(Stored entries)
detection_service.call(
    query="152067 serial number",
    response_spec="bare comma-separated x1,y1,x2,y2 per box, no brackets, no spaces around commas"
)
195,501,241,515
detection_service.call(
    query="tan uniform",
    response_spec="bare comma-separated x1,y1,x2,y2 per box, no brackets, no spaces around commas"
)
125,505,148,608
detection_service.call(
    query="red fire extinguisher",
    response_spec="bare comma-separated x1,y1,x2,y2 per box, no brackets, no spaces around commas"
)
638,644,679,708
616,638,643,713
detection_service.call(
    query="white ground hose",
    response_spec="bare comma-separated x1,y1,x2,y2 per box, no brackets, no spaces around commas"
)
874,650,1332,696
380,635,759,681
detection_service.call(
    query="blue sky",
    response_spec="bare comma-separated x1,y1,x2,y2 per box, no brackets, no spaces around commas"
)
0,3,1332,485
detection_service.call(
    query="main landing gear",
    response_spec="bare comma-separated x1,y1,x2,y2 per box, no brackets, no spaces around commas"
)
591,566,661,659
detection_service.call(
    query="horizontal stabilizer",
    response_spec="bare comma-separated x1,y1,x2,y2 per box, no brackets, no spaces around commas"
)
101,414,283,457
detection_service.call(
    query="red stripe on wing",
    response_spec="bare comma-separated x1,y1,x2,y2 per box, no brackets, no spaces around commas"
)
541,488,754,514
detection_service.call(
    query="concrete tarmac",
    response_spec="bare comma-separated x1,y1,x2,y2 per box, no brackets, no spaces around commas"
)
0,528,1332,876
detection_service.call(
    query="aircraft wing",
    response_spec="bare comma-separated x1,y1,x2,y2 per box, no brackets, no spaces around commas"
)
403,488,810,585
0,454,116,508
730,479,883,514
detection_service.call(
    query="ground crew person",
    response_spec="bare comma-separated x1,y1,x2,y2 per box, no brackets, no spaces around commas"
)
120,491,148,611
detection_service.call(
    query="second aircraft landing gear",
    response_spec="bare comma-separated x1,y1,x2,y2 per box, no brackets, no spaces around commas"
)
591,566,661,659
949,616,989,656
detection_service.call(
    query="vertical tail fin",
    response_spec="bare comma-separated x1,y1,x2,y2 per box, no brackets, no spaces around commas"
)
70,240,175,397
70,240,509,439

> _Task directions_:
Please print the data word for word, starting at its first line and ending at the line that contains "125,505,148,608", including both of those lines.

> _Answer to the task_:
detection_service.call(
    query="152067 serial number",
    response_spec="bare comma-separated x1,y1,x2,y2 per box, no brackets, no spaces around commas"
)
195,501,241,515
detection_service.call(
    query="tan uniform",
    response_spec="bare comma-separated x1,y1,x2,y2 per box, no brackets, no spaces around commas"
)
125,505,148,608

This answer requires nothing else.